# Partner visa - personal statement



## gfrance (Oct 22, 2009)

Hi,

I know this is probably a topic that has been covered to death in the past but I havent been able to find the threads when I've searched for it.

My question is about the partner visa - personal statement. Do I need to have this as a statutory declaration or can I just submit it and sign it myself? 

The partner migration booklet is unclear so I'm not sure if I can submit my visa now with our personal statements or if we need to the statement to a solicitor or other qualified person who knows us well and have them sign it.

Cheers


----------



## Zony (Jan 7, 2010)

Hi,

I have just applied for this visa, got the email today to say that all they need is Police clearance from Ireland (I forgot about it). Our statements were just signed and dated by us and not certified and there doesn't seem to have been a problem. We are applying offshore, it could be different in Australia.

#### INSTRUCTIONS
• A. In the partner visa thread, what did the email tell Zony was the only thing still needed?
• B. Pick up the partner visa thread after its final post and keep it going.

#### DATA EXTRACT

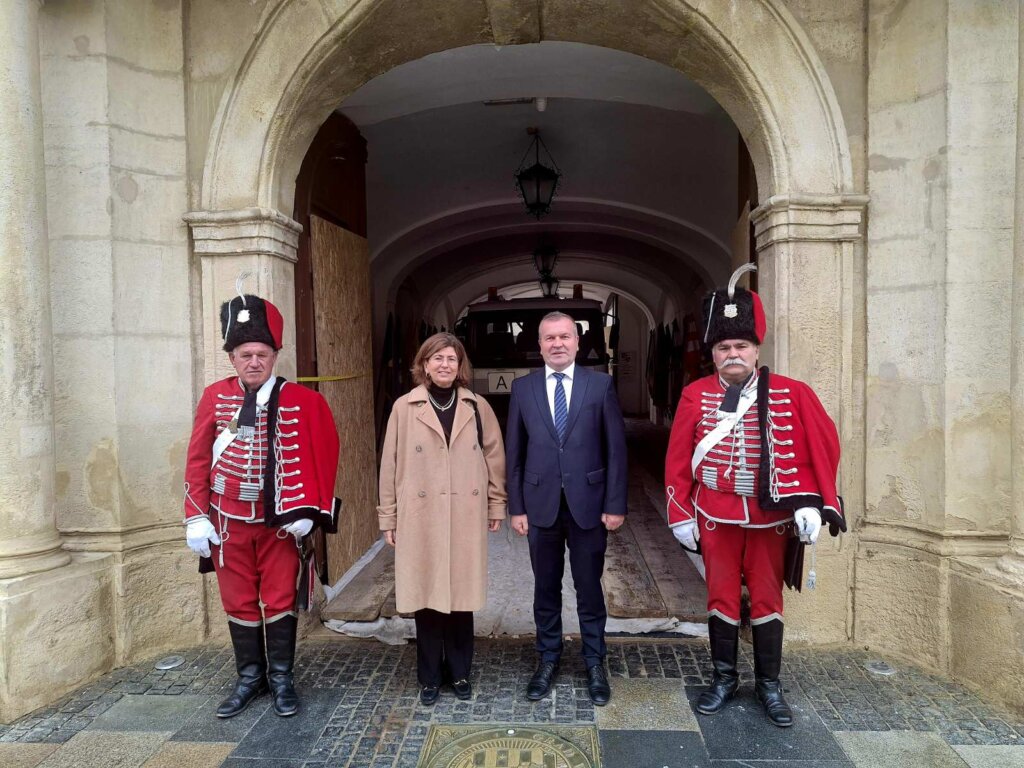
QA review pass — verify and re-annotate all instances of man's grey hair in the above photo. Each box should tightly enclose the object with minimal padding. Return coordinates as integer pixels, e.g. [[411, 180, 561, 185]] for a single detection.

#### RESPONSES FOR EACH TASK
• A. A police clearance from Ireland.

• B.
----------



## gfrance (Oct 22, 2009)

Thanks for this - I'm actually applying in the UK so should be the same for us.


----------



## luzbishop (May 3, 2014)

If you have to give statements from Australian citizens who know you (Form 888), regarding your relationship, I mentioned some of these people in our letter about our relationship, just give some context to who they were in our lives. e.g. I first met my partner when I was with one of the people who completed a form 888 for us, so I mentioned that in the letter.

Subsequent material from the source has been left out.